● Position annotation records
----

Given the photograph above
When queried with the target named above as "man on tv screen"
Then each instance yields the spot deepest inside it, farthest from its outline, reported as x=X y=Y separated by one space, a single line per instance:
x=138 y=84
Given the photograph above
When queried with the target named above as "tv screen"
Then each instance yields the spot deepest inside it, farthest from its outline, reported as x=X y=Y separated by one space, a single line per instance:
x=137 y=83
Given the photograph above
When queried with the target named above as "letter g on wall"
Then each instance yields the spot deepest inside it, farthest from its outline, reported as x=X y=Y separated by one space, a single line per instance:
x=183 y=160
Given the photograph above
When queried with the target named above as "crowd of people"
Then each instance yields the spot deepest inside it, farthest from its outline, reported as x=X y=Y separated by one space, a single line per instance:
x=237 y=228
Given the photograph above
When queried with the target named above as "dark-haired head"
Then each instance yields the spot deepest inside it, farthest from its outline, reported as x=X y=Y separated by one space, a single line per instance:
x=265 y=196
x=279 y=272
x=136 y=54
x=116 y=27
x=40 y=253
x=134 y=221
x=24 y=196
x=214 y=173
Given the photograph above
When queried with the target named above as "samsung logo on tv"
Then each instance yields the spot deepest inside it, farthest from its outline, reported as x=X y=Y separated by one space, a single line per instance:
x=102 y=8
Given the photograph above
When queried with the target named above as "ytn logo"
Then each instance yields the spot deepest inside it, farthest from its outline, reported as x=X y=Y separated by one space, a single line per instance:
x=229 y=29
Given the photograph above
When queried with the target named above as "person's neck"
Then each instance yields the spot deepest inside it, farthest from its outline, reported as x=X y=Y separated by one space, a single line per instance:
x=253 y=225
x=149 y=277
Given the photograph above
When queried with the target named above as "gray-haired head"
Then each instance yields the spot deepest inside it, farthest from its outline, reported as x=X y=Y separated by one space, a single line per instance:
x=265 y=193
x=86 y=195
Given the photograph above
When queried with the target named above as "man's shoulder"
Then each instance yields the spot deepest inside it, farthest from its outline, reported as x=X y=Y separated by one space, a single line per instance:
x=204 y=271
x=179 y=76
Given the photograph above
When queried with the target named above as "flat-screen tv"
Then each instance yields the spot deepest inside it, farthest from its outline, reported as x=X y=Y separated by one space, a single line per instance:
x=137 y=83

----

● WORK TO DO
Count the lines of the data above that contain the string "screen", and give only the number.

● OUTPUT FOR THIS TASK
3